== Texte extrait ==

========

Le juge-rapporteur entendu en son rapport et Maître Monique WATGEN, ainsi que Monsieur le délégué du gouvernement Gilles ROTH en leurs plaidoiries respectives.

Par un contrat d’engagement signé en date du 6 juin 2003 entre le ministre de l’Economie et Madame …, celle-ci fut engagée pour une durée déterminée, à savoir pour la période du 15 juin au 31 décembre 2003, en tant qu’employée de la carrière C au sein du service central de la statistique et des études économiques, dénommé ci-

après le « STATEC », et plus particulièrement dans le cadre de l’enquête continue sur les budgets des ménages. Ledit contrat d’engagement précise expressément qu’il est régi notamment par la loi du 24 mai 1989 sur le contrat de travail.

En date du 10 décembre 2003, un nouveau contrat d’engagement fut conclu entre les mêmes parties pour une durée déterminée, allant du 1er janvier au 31 décembre 2004, avec la précision que le contrat en question peut être renouvelé. Ledit contrat concerne le même poste au sein du STATEC que celui visé par le contrat antérieurement signé en date du 6 juin 2003. En date du même jour, fut signé un avenant au contrat d’engagement précité du 6 juin 2003, qui a été complété de la manière suivante : « article 2 – le contrat peut être renouvelé ».

Par arrêté du 23 décembre 2004, le ministre du Travail et de l’Emploi, au vu d’une demande afférente présentée par le ministère de l’Economie en date du 16 décembre 2004, a décidé que « la durée maximale autorisée pour le contrat à durée déterminée moyennant lequel a été engagée Madame …, employée auprès du STATEC, est fixée, renouvellements compris, à 30,5 mois (du 15 juin 2003 au 31 décembre 2005) ».

Enfin, un troisième contrat d’engagement fut signé en date du 24 décembre 2004 entre le ministre de l’Economie et du Commerce extérieur et Madame …, par lequel celle-ci fut engagée au STATEC « en qualité d’employée de la carrière C pour une durée déterminée et à tâche complète en raison de 40 heures par semaine », avec la précision que le contrat du 10 décembre 2003 est prolongé pour la période du 1er janvier au 31 décembre 2005. Ledit contrat précise encore en son article 3 que Madame … bénéficie de la qualité d’employée de l’Etat et que le contrat en question est régi tant par la loi précitée du 24 mai 1989 que par la loi modifiée du 16 avril 1979 fixant le statut général des fonctionnaires de l’Etat.

========

== Exercices ==
**a.** D'après l'extrait sur les contrats d'engagement au STATEC, quelle durée maximale l'arrêté du 23 décembre 2004 fixe-t-il pour le contrat à durée déterminée ?
**b.** Recopiez le passage de l'extrait sur les contrats d'engagement au STATEC qui va de « Par un contrat » jusqu'à « contrat de travail. » inclus.

========

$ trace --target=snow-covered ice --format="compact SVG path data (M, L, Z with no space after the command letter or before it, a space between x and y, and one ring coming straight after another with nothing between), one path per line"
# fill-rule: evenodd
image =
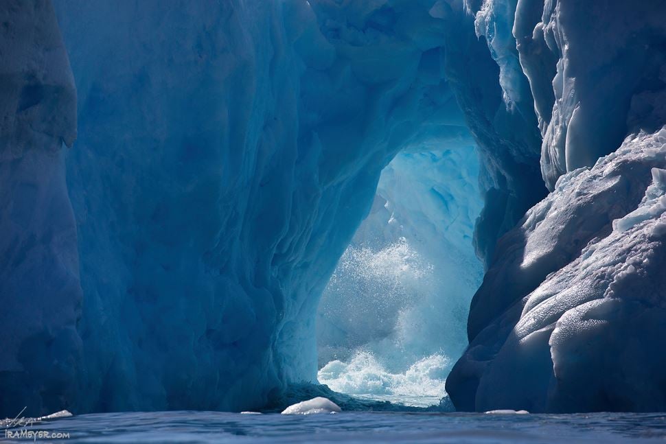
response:
M282 414L319 414L341 412L342 410L336 404L328 398L319 396L289 406L282 411Z

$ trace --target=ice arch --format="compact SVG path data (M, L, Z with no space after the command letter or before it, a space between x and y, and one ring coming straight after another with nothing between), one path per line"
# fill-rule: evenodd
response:
M412 147L384 168L322 296L319 382L357 397L441 404L483 276L472 245L479 170L471 135Z
M30 190L53 194L30 242L1 246L3 272L21 277L3 280L5 301L21 305L36 283L33 318L49 319L3 335L13 338L0 368L7 414L240 410L314 380L318 296L406 146L474 135L487 202L474 238L486 259L544 194L536 117L503 101L460 1L54 3L70 63L51 45L50 3L34 3L38 20L30 7L2 8L35 35L52 31L16 60L58 74L8 65L14 92L44 93L8 115L59 156L73 133L70 64L78 108L67 188L57 156L3 176L5 208L19 215L41 205ZM19 96L10 93L5 103ZM44 121L54 124L41 131ZM42 153L19 130L30 155ZM8 171L27 159L13 152Z

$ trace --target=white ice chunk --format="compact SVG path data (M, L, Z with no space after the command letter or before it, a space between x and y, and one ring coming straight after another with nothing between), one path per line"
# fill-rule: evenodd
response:
M316 398L298 402L289 406L282 411L282 414L316 414L318 413L340 413L342 409L328 398L318 396Z

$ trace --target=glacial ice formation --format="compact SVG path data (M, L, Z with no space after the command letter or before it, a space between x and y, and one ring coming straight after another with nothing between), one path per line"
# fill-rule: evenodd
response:
M319 296L381 172L435 153L422 186L471 145L487 272L456 406L666 408L666 3L0 3L0 416L240 411L314 382ZM470 257L479 202L442 185L470 218L450 237L427 200L391 211L453 273L441 242Z
M498 242L447 390L462 410L663 410L666 3L488 1L481 32L506 35L512 5L553 192Z
M666 333L665 167L666 128L630 136L560 177L503 237L447 381L457 407L666 406L666 355L655 349Z
M472 246L483 202L471 136L413 147L382 173L373 207L324 290L318 379L332 389L439 404L467 345L483 268Z
M341 411L340 406L330 399L317 397L289 406L282 411L282 414L319 414L340 413Z
M0 417L36 417L72 397L80 348L62 150L76 93L50 3L5 2L0 23Z
M434 3L55 2L78 94L79 411L242 410L315 380L319 296L380 172L468 138ZM504 113L485 81L483 113Z

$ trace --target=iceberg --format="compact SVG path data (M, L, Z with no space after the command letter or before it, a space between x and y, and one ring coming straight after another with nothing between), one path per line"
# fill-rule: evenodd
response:
M395 338L459 410L666 408L661 0L0 17L0 417L257 410Z

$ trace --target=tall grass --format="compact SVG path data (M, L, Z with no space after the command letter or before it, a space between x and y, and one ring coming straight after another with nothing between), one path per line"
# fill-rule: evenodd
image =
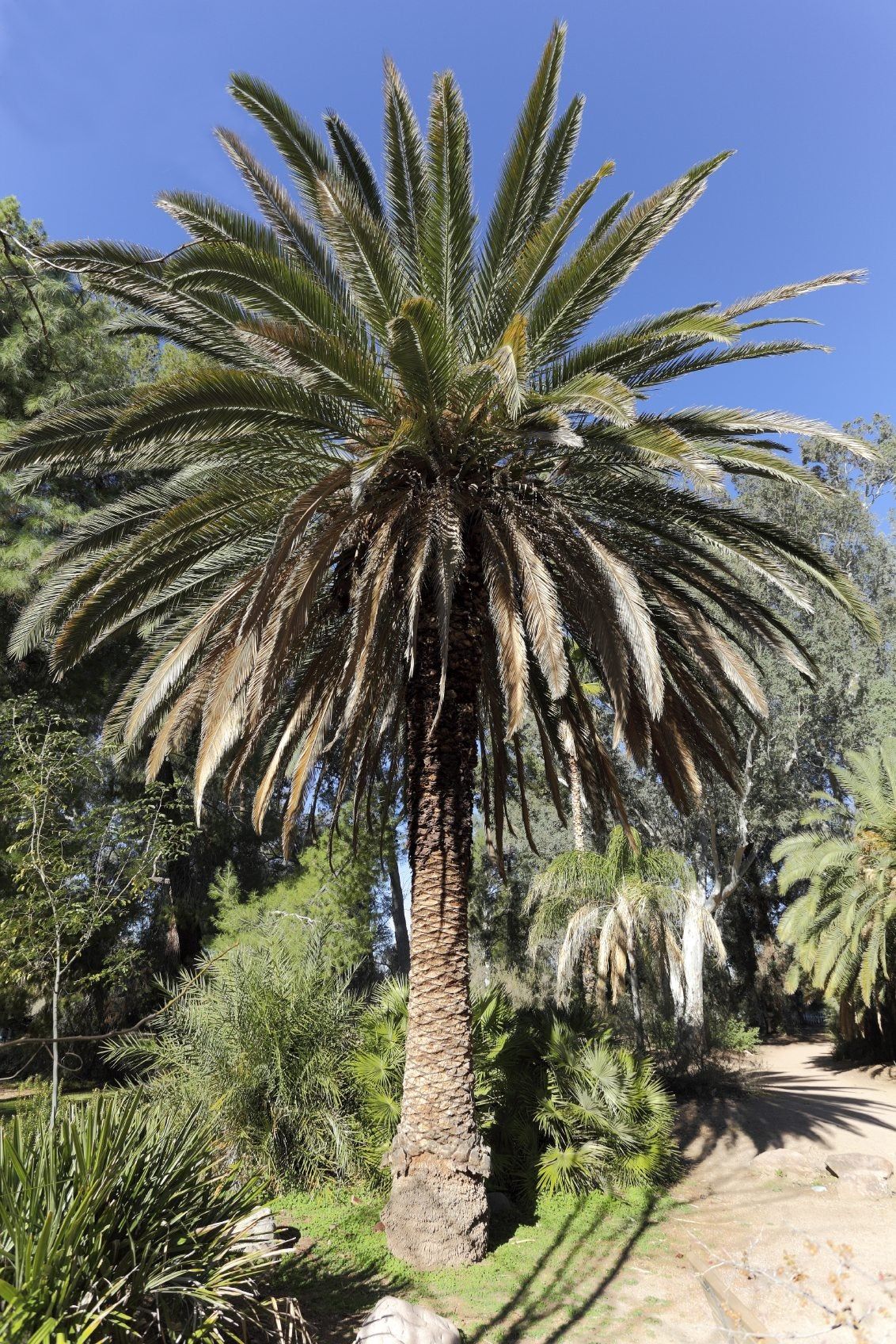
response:
M203 1107L231 1159L305 1188L356 1175L360 1099L349 1056L361 1004L325 935L234 949L184 982L157 1030L111 1046L150 1099Z
M0 1128L1 1337L238 1337L261 1269L238 1224L257 1198L228 1176L197 1114L164 1116L132 1095L63 1106L52 1128L11 1121Z

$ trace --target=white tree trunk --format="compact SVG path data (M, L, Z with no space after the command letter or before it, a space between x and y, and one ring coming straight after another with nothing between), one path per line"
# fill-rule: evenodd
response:
M638 978L638 939L634 921L629 922L626 933L626 953L629 956L629 992L631 995L631 1016L634 1019L634 1038L638 1052L643 1055L643 1008L641 1005L641 981Z
M669 957L669 993L672 996L672 1015L676 1031L681 1032L685 1020L684 966L673 957Z
M681 926L681 962L684 970L684 1034L690 1048L704 1042L703 964L705 942L701 921L701 896L693 892L685 906Z
M56 943L56 965L52 977L52 1086L50 1091L50 1126L56 1121L59 1106L59 985L62 982L62 957Z
M560 724L560 742L567 757L570 775L570 812L572 813L572 844L578 853L584 853L584 810L582 806L582 771L575 754L575 742L568 723Z

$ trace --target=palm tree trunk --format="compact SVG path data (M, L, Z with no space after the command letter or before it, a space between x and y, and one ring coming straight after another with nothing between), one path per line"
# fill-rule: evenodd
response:
M488 1238L489 1153L473 1101L467 880L473 844L481 585L454 598L445 699L439 636L420 622L407 695L411 976L402 1118L383 1214L392 1254L420 1269L469 1265Z
M629 993L631 995L631 1016L634 1019L634 1039L638 1054L643 1055L643 1008L641 1004L641 977L638 976L638 938L634 919L629 922L626 930L626 953L629 957Z
M570 724L560 723L560 745L567 758L567 774L570 775L570 813L572 816L572 845L576 853L584 853L584 812L582 808L582 771L579 758L575 754L575 742ZM582 991L587 1004L598 1001L598 977L594 973L594 946L590 943L584 949L582 958Z

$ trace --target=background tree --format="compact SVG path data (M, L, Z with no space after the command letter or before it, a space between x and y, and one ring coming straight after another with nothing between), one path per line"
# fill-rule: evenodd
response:
M797 601L801 575L813 575L875 628L823 551L724 491L728 473L818 491L770 442L814 422L658 413L643 399L696 368L805 349L756 343L767 320L754 313L853 273L582 341L727 155L637 206L611 203L567 253L611 165L563 195L582 113L580 98L559 109L563 44L555 27L481 243L451 74L435 78L424 140L387 65L384 191L336 114L326 142L236 75L232 91L270 132L300 204L222 133L263 223L177 192L163 203L192 241L173 255L44 249L134 305L132 329L214 367L81 399L7 454L11 468L52 476L113 464L148 473L55 548L15 648L51 637L64 672L111 636L148 632L110 724L133 750L152 743L150 775L196 742L196 806L224 762L231 789L251 769L261 824L285 771L286 845L328 771L334 825L349 800L360 824L383 780L387 796L402 792L412 957L384 1222L392 1250L424 1265L486 1246L467 958L477 759L498 849L513 775L523 801L527 706L549 781L568 770L571 739L588 808L622 812L578 649L617 741L684 810L709 770L736 785L735 711L766 711L754 642L810 672L739 563Z
M50 1001L51 1122L59 1097L63 995L113 972L133 973L141 927L159 900L159 863L179 837L165 824L161 800L103 797L103 766L83 734L47 716L34 700L8 704L4 755L13 758L0 793L15 840L8 862L16 898L0 906L3 977L24 982L32 1000ZM117 956L99 976L85 964L91 942L114 925Z
M723 929L744 1011L766 1028L780 1025L774 1004L756 993L760 960L774 957L780 902L771 852L795 828L806 798L836 788L832 771L846 751L896 730L896 546L881 508L893 480L896 438L879 415L848 427L866 437L875 458L856 461L821 437L799 445L801 461L829 487L825 492L797 497L787 481L740 477L737 497L756 516L782 527L790 521L801 539L823 547L873 606L881 638L869 638L838 602L814 590L813 609L793 617L814 680L759 656L770 712L762 724L740 720L742 788L731 790L709 777L703 805L684 816L649 774L629 777L627 798L645 833L686 853L697 874L684 929L686 1012L696 1039L704 1034L703 911ZM770 601L787 616L783 595ZM725 993L724 985L715 988Z
M817 796L801 829L772 851L783 896L802 894L778 926L794 953L790 989L799 972L840 1007L846 1042L856 1009L868 1009L862 1032L896 1058L896 738L848 751L833 766L834 794Z

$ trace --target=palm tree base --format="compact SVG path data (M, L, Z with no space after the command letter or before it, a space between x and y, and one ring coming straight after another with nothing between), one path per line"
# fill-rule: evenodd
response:
M481 1261L489 1232L485 1175L434 1153L406 1154L403 1168L394 1171L392 1193L383 1212L392 1255L415 1269Z

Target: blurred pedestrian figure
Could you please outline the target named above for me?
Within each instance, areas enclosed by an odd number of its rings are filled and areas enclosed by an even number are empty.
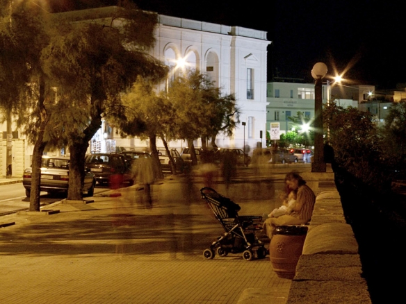
[[[232,179],[235,177],[237,174],[237,158],[233,152],[226,151],[223,153],[222,161],[222,177],[225,183],[226,189],[228,191]]]
[[[133,174],[136,183],[144,186],[144,192],[148,203],[152,205],[151,184],[155,182],[155,171],[151,158],[140,158],[133,162]]]

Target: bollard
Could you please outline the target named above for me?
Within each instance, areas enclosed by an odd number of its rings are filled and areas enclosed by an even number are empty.
[[[278,277],[292,280],[302,255],[307,227],[280,226],[274,231],[269,245],[269,257]]]

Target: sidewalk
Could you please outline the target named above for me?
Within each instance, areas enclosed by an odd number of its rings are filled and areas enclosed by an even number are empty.
[[[273,207],[265,197],[277,192],[273,183],[232,184],[229,196],[241,215],[261,214]],[[203,258],[223,230],[200,197],[202,186],[168,178],[152,186],[152,206],[136,185],[108,193],[117,197],[47,205],[58,212],[51,215],[0,217],[15,223],[0,228],[0,303],[284,304],[291,281],[268,257]],[[225,194],[225,185],[213,187]]]
[[[16,184],[17,183],[22,183],[22,178],[0,178],[0,186],[1,185]]]
[[[236,303],[245,290],[266,288],[284,303],[291,281],[268,259],[203,258],[222,230],[200,187],[165,180],[153,186],[152,206],[135,185],[116,198],[48,205],[59,211],[51,215],[0,217],[15,223],[0,228],[0,302]]]

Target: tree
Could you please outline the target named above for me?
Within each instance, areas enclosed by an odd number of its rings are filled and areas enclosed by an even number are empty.
[[[88,142],[102,119],[123,110],[121,93],[137,76],[160,78],[165,69],[147,53],[154,43],[154,14],[131,6],[54,17],[65,22],[42,58],[47,72],[58,79],[58,102],[74,113],[61,119],[59,137],[71,153],[67,197],[77,200]]]
[[[172,172],[176,174],[174,162],[165,140],[168,125],[174,119],[174,111],[165,96],[156,92],[155,85],[156,83],[138,76],[131,90],[122,96],[127,110],[122,115],[112,119],[117,121],[122,135],[149,138],[154,167],[161,169],[156,149],[156,137],[160,137],[170,158]],[[163,178],[161,169],[157,174],[159,178]]]
[[[304,146],[312,146],[314,143],[314,131],[310,117],[306,117],[302,112],[298,112],[296,116],[288,117],[293,123],[295,136],[291,135],[293,145],[300,144]]]
[[[398,171],[406,169],[406,101],[393,103],[379,128],[388,165]]]
[[[390,185],[388,160],[373,116],[333,102],[325,107],[323,118],[330,126],[330,144],[338,164],[377,189]]]
[[[169,87],[168,99],[176,113],[171,126],[173,136],[187,140],[193,164],[197,164],[193,140],[211,137],[216,146],[217,135],[232,135],[239,122],[234,95],[222,95],[209,77],[199,71],[189,69],[177,77]]]
[[[48,30],[53,27],[29,1],[15,4],[5,1],[0,6],[0,70],[4,72],[0,82],[8,90],[0,90],[1,100],[7,105],[7,111],[17,115],[17,126],[23,128],[34,144],[30,210],[39,211],[41,160],[53,107],[51,102],[47,103],[52,94],[42,69],[40,53],[49,41]]]

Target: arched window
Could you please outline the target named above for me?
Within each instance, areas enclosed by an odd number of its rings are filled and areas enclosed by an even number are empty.
[[[220,87],[219,72],[218,56],[213,51],[209,51],[206,57],[206,73],[216,87]]]

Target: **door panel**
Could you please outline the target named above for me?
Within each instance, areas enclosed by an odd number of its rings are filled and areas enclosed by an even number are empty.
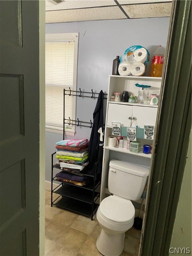
[[[39,1],[0,1],[0,255],[38,256]]]
[[[122,126],[129,126],[131,120],[128,118],[131,117],[132,110],[133,106],[131,105],[109,103],[107,125],[111,127],[113,122],[121,123]]]
[[[144,125],[155,125],[157,108],[134,106],[132,117],[134,117],[139,127],[143,128]]]

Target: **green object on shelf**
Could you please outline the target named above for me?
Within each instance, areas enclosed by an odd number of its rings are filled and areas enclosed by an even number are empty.
[[[135,84],[135,85],[136,85],[137,87],[140,87],[142,88],[149,88],[151,87],[150,85],[146,85],[144,84]]]

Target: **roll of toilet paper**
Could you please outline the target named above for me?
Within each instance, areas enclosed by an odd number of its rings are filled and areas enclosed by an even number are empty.
[[[118,71],[121,76],[129,76],[131,74],[131,64],[126,61],[119,64]]]
[[[138,62],[144,63],[147,58],[147,52],[145,48],[140,48],[134,52],[133,54],[135,61]]]
[[[131,74],[133,76],[143,76],[145,72],[145,66],[143,63],[140,62],[132,63],[131,71]]]
[[[109,147],[115,147],[116,145],[116,137],[109,136],[107,139],[107,146]]]

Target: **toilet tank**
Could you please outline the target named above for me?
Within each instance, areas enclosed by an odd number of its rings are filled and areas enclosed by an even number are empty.
[[[149,176],[147,168],[112,159],[109,163],[108,188],[112,194],[137,201],[141,198]]]

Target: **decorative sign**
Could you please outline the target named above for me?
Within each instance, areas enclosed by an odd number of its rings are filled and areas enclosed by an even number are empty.
[[[128,140],[135,141],[137,140],[136,127],[127,127],[127,139]]]
[[[155,126],[144,125],[144,139],[153,140],[154,137]]]
[[[112,122],[112,134],[118,136],[121,135],[121,123]]]

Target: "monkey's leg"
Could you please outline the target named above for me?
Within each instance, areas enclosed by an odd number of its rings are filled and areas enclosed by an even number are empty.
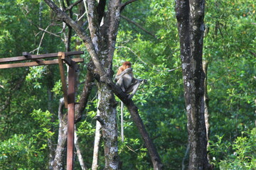
[[[121,89],[125,92],[125,89],[124,87],[124,79],[121,76],[120,79],[119,79],[116,83],[116,85],[121,88]]]
[[[127,91],[126,91],[127,94],[131,93],[131,94],[129,95],[128,98],[132,98],[132,96],[135,94],[136,91],[137,91],[138,88],[139,86],[139,81],[137,81],[136,83],[131,85]]]

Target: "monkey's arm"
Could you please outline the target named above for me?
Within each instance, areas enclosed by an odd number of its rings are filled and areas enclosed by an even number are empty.
[[[114,81],[118,81],[122,76],[123,76],[125,74],[132,72],[132,68],[128,68],[124,69],[122,72],[121,72],[119,74],[117,74],[114,77]]]

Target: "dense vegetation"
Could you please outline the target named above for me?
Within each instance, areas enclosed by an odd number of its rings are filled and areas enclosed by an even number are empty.
[[[255,5],[253,0],[209,0],[206,4],[203,58],[209,62],[209,154],[216,169],[256,169]],[[122,61],[131,61],[135,76],[148,79],[149,83],[139,88],[133,100],[166,169],[181,169],[188,164],[174,6],[174,1],[167,0],[138,1],[127,6],[122,13],[113,64],[116,72]],[[1,0],[0,24],[0,57],[19,56],[23,51],[65,50],[64,34],[58,33],[62,31],[60,22],[40,0]],[[71,50],[86,52],[77,40],[73,35]],[[82,57],[88,62],[87,53]],[[78,91],[86,72],[86,64],[80,65]],[[49,145],[57,142],[58,107],[62,97],[59,79],[57,66],[1,70],[0,169],[47,169],[52,152]],[[87,167],[92,159],[96,86],[92,93],[85,110],[87,116],[76,124]],[[124,111],[125,139],[119,143],[122,167],[151,169],[145,146]],[[101,169],[102,148],[100,163]],[[79,169],[76,159],[75,169]]]

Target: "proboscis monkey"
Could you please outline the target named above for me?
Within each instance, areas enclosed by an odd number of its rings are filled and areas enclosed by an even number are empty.
[[[122,65],[118,68],[114,80],[117,81],[117,86],[127,93],[130,94],[128,98],[132,98],[135,94],[141,82],[146,83],[146,79],[137,79],[134,77],[132,64],[129,62],[123,62]],[[124,142],[124,103],[121,101],[121,137]]]

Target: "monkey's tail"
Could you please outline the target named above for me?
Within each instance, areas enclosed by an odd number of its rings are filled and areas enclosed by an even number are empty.
[[[121,138],[124,142],[124,103],[121,101]]]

========

== Réponses dans l'ordre ==
**a.** 30,5 mois, renouvellements compris (du 15 juin 2003 au 31 décembre 2005).

**b.**
Par un contrat d’engagement signé en date du 6 juin 2003 entre le ministre de l’Economie et Madame …, celle-ci fut engagée pour une durée déterminée, à savoir pour la période du 15 juin au 31 décembre 2003, en tant qu’employée de la carrière C au sein du service central de la statistique et des études économiques, dénommé ci-

après le « STATEC », et plus particulièrement dans le cadre de l’enquête continue sur les budgets des ménages. Ledit contrat d’engagement précise expressément qu’il est régi notamment par la loi du 24 mai 1989 sur le contrat de travail.